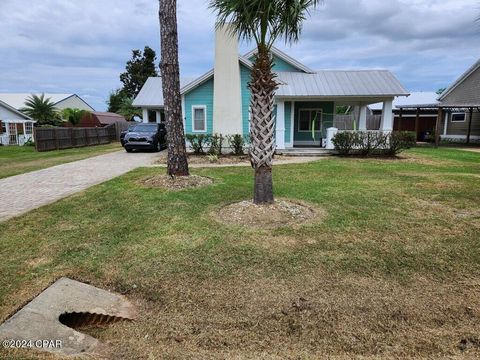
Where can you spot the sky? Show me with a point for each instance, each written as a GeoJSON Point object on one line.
{"type": "Point", "coordinates": [81, 46]}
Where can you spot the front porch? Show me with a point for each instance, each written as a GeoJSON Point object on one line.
{"type": "Point", "coordinates": [16, 132]}
{"type": "Point", "coordinates": [302, 124]}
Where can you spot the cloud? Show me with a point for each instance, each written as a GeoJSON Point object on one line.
{"type": "Point", "coordinates": [81, 46]}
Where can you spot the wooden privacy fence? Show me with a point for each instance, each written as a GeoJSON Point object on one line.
{"type": "Point", "coordinates": [57, 138]}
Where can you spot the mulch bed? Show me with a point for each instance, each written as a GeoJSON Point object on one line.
{"type": "Point", "coordinates": [176, 183]}
{"type": "Point", "coordinates": [281, 213]}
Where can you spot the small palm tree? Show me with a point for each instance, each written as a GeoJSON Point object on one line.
{"type": "Point", "coordinates": [264, 21]}
{"type": "Point", "coordinates": [42, 110]}
{"type": "Point", "coordinates": [74, 116]}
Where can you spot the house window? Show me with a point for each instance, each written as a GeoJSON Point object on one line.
{"type": "Point", "coordinates": [309, 118]}
{"type": "Point", "coordinates": [199, 118]}
{"type": "Point", "coordinates": [458, 117]}
{"type": "Point", "coordinates": [28, 128]}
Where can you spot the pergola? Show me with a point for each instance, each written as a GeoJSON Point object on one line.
{"type": "Point", "coordinates": [441, 111]}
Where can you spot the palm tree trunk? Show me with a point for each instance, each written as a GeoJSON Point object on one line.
{"type": "Point", "coordinates": [262, 126]}
{"type": "Point", "coordinates": [177, 164]}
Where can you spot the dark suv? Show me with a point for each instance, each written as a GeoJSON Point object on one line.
{"type": "Point", "coordinates": [146, 137]}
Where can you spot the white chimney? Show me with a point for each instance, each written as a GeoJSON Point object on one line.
{"type": "Point", "coordinates": [227, 97]}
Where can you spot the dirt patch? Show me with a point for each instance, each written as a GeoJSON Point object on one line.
{"type": "Point", "coordinates": [281, 213]}
{"type": "Point", "coordinates": [313, 316]}
{"type": "Point", "coordinates": [176, 183]}
{"type": "Point", "coordinates": [227, 159]}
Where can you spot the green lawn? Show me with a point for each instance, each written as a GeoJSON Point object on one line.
{"type": "Point", "coordinates": [16, 160]}
{"type": "Point", "coordinates": [391, 271]}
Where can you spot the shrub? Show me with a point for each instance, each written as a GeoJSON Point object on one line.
{"type": "Point", "coordinates": [216, 144]}
{"type": "Point", "coordinates": [399, 141]}
{"type": "Point", "coordinates": [236, 143]}
{"type": "Point", "coordinates": [29, 142]}
{"type": "Point", "coordinates": [197, 141]}
{"type": "Point", "coordinates": [345, 141]}
{"type": "Point", "coordinates": [213, 158]}
{"type": "Point", "coordinates": [369, 142]}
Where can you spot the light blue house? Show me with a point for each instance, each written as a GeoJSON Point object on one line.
{"type": "Point", "coordinates": [305, 102]}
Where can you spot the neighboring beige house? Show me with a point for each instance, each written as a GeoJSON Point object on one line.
{"type": "Point", "coordinates": [61, 101]}
{"type": "Point", "coordinates": [464, 94]}
{"type": "Point", "coordinates": [458, 108]}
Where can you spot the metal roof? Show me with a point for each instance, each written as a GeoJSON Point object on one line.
{"type": "Point", "coordinates": [15, 111]}
{"type": "Point", "coordinates": [415, 98]}
{"type": "Point", "coordinates": [339, 83]}
{"type": "Point", "coordinates": [461, 79]}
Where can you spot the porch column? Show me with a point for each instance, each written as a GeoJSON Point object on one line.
{"type": "Point", "coordinates": [386, 124]}
{"type": "Point", "coordinates": [362, 122]}
{"type": "Point", "coordinates": [145, 115]}
{"type": "Point", "coordinates": [445, 123]}
{"type": "Point", "coordinates": [280, 126]}
{"type": "Point", "coordinates": [469, 131]}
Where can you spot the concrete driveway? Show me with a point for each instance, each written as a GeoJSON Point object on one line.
{"type": "Point", "coordinates": [22, 193]}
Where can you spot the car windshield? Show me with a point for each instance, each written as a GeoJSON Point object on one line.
{"type": "Point", "coordinates": [145, 128]}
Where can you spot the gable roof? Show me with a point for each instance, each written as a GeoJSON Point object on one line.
{"type": "Point", "coordinates": [331, 83]}
{"type": "Point", "coordinates": [415, 98]}
{"type": "Point", "coordinates": [151, 93]}
{"type": "Point", "coordinates": [15, 111]}
{"type": "Point", "coordinates": [17, 100]}
{"type": "Point", "coordinates": [460, 80]}
{"type": "Point", "coordinates": [284, 57]}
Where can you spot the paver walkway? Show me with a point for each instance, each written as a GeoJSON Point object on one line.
{"type": "Point", "coordinates": [22, 193]}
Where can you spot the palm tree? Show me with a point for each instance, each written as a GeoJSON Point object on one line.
{"type": "Point", "coordinates": [264, 21]}
{"type": "Point", "coordinates": [42, 110]}
{"type": "Point", "coordinates": [73, 116]}
{"type": "Point", "coordinates": [177, 164]}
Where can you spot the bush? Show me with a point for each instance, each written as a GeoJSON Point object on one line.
{"type": "Point", "coordinates": [345, 141]}
{"type": "Point", "coordinates": [216, 144]}
{"type": "Point", "coordinates": [236, 143]}
{"type": "Point", "coordinates": [29, 142]}
{"type": "Point", "coordinates": [198, 141]}
{"type": "Point", "coordinates": [399, 141]}
{"type": "Point", "coordinates": [369, 142]}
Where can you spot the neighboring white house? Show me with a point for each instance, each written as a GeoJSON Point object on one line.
{"type": "Point", "coordinates": [15, 127]}
{"type": "Point", "coordinates": [305, 102]}
{"type": "Point", "coordinates": [61, 101]}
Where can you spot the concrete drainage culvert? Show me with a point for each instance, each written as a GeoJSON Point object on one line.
{"type": "Point", "coordinates": [59, 311]}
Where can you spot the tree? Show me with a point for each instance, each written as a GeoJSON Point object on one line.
{"type": "Point", "coordinates": [138, 70]}
{"type": "Point", "coordinates": [73, 116]}
{"type": "Point", "coordinates": [42, 110]}
{"type": "Point", "coordinates": [177, 164]}
{"type": "Point", "coordinates": [264, 21]}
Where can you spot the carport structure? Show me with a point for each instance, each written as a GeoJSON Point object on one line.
{"type": "Point", "coordinates": [444, 112]}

· · · ·

# TASK DESCRIPTION:
Go back to the records above and write them out exactly, without the pictures.

# WRITTEN RESPONSE:
Where can you spot the sky? Show me with a point for each instance, each written as a GeoJSON Point object on one line.
{"type": "Point", "coordinates": [81, 46]}
Where can you spot the front porch? Show me with a point for each instance, each written as a GeoJSON Point object on one line.
{"type": "Point", "coordinates": [16, 132]}
{"type": "Point", "coordinates": [302, 124]}
Where can you spot the cloud? Show me with a point for each instance, each written as a GeoJSON Point object on one line.
{"type": "Point", "coordinates": [81, 46]}
Where can you spot the wooden privacy fence? Show me with a point for each instance, each written as a GeoJSON Point object on one line.
{"type": "Point", "coordinates": [57, 138]}
Where can you spot the mulch bed? Show me with a point for each instance, each written as a GeoJSON Point object on one line.
{"type": "Point", "coordinates": [176, 183]}
{"type": "Point", "coordinates": [281, 213]}
Where can you spot the small palm tree? Show me with a point for each instance, each written as a GeoJSON Point object on one line.
{"type": "Point", "coordinates": [264, 21]}
{"type": "Point", "coordinates": [42, 110]}
{"type": "Point", "coordinates": [74, 116]}
Where can you spot the house window? Show me with a point for each instance, each written as a GeoJSON Point object on one line.
{"type": "Point", "coordinates": [309, 118]}
{"type": "Point", "coordinates": [199, 118]}
{"type": "Point", "coordinates": [458, 117]}
{"type": "Point", "coordinates": [28, 128]}
Where can you spot the pergola? Show me with a point for each instance, each written as a GeoJSON Point object on one line.
{"type": "Point", "coordinates": [441, 111]}
Where can you spot the palm tree trunk? Show me with a point for each instance, each written as a GeoJSON Point object on one line.
{"type": "Point", "coordinates": [262, 126]}
{"type": "Point", "coordinates": [177, 164]}
Where can you spot the dark suv? Show me with a point for each instance, each written as a GeoJSON Point object on one line.
{"type": "Point", "coordinates": [146, 137]}
Where can you spot the white chimney? Show me with a point for each instance, each written as a GeoJSON Point object on one line.
{"type": "Point", "coordinates": [227, 97]}
Where can you spot the dirt patch? Show me with a point for each instance, each written as a GeoJSON Point object on one line.
{"type": "Point", "coordinates": [281, 213]}
{"type": "Point", "coordinates": [313, 316]}
{"type": "Point", "coordinates": [176, 183]}
{"type": "Point", "coordinates": [227, 159]}
Where can you spot the green lawn? Show me with a point for each instance, each written as a GeoJSON Point object on one line.
{"type": "Point", "coordinates": [16, 160]}
{"type": "Point", "coordinates": [391, 271]}
Where can you spot the shrub? Show me with a point for each instance, each written as a GeoJSON Point object on one line.
{"type": "Point", "coordinates": [216, 144]}
{"type": "Point", "coordinates": [399, 141]}
{"type": "Point", "coordinates": [236, 143]}
{"type": "Point", "coordinates": [29, 142]}
{"type": "Point", "coordinates": [197, 141]}
{"type": "Point", "coordinates": [345, 141]}
{"type": "Point", "coordinates": [213, 158]}
{"type": "Point", "coordinates": [369, 142]}
Where can you spot the light blue house? Show me with a point for each instance, each written as a GeoJSON Point object on one line.
{"type": "Point", "coordinates": [305, 102]}
Where can you spot the neighboring beige house? Show me with a point for each instance, each written as a GeoJSON Point object on one line.
{"type": "Point", "coordinates": [61, 101]}
{"type": "Point", "coordinates": [464, 94]}
{"type": "Point", "coordinates": [458, 108]}
Where can you spot the metal roof? Show me with a point for each instance, each written as a GeoJSON Point object on one line.
{"type": "Point", "coordinates": [15, 111]}
{"type": "Point", "coordinates": [415, 98]}
{"type": "Point", "coordinates": [339, 83]}
{"type": "Point", "coordinates": [461, 79]}
Where can you spot the porch column? Show me with a point for each instance, each written as a GeoJSON Point object on one line.
{"type": "Point", "coordinates": [386, 124]}
{"type": "Point", "coordinates": [362, 122]}
{"type": "Point", "coordinates": [145, 115]}
{"type": "Point", "coordinates": [445, 123]}
{"type": "Point", "coordinates": [280, 126]}
{"type": "Point", "coordinates": [469, 131]}
Where can you spot the concrete driveway? Show me with a point for each instance, each written as a GeoJSON Point object on one line.
{"type": "Point", "coordinates": [22, 193]}
Where can you spot the car windshield? Show me with a point for each instance, each written as a GeoJSON Point object on one line.
{"type": "Point", "coordinates": [145, 128]}
Where can you spot the gable roof? Show me with a point for each instance, each written as a GeoJSON Point object on one line.
{"type": "Point", "coordinates": [331, 83]}
{"type": "Point", "coordinates": [415, 98]}
{"type": "Point", "coordinates": [151, 93]}
{"type": "Point", "coordinates": [15, 111]}
{"type": "Point", "coordinates": [17, 100]}
{"type": "Point", "coordinates": [460, 80]}
{"type": "Point", "coordinates": [284, 57]}
Where can you spot the paver walkway? Show me with a point for each instance, each written as a GeoJSON Point object on one line.
{"type": "Point", "coordinates": [22, 193]}
Where can you spot the palm tree? Show me with a point for each instance, each written as a GeoJSON Point object on one line.
{"type": "Point", "coordinates": [264, 21]}
{"type": "Point", "coordinates": [42, 110]}
{"type": "Point", "coordinates": [73, 116]}
{"type": "Point", "coordinates": [177, 164]}
Where can you spot the bush? Show me with a point for each instance, each written as a GeoJSON Point object on one line.
{"type": "Point", "coordinates": [345, 141]}
{"type": "Point", "coordinates": [216, 144]}
{"type": "Point", "coordinates": [236, 143]}
{"type": "Point", "coordinates": [29, 142]}
{"type": "Point", "coordinates": [198, 141]}
{"type": "Point", "coordinates": [399, 141]}
{"type": "Point", "coordinates": [369, 142]}
Where can you spot the neighboring white house? Show me with a point for each instance, each written as a GeoJSON Point object on one line.
{"type": "Point", "coordinates": [15, 127]}
{"type": "Point", "coordinates": [305, 102]}
{"type": "Point", "coordinates": [61, 101]}
Where can you spot the concrete drainage culvert? Show me with a point for each instance, each written as a GeoJSON Point object on one line.
{"type": "Point", "coordinates": [59, 311]}
Where can you spot the tree? Show me with a point for each instance, each written as a GeoJSON Point object on one line.
{"type": "Point", "coordinates": [138, 70]}
{"type": "Point", "coordinates": [73, 116]}
{"type": "Point", "coordinates": [42, 110]}
{"type": "Point", "coordinates": [177, 164]}
{"type": "Point", "coordinates": [264, 21]}
Where can you spot the carport structure? Show me with a point for each instance, each written as a GeoJSON Point object on one line.
{"type": "Point", "coordinates": [444, 112]}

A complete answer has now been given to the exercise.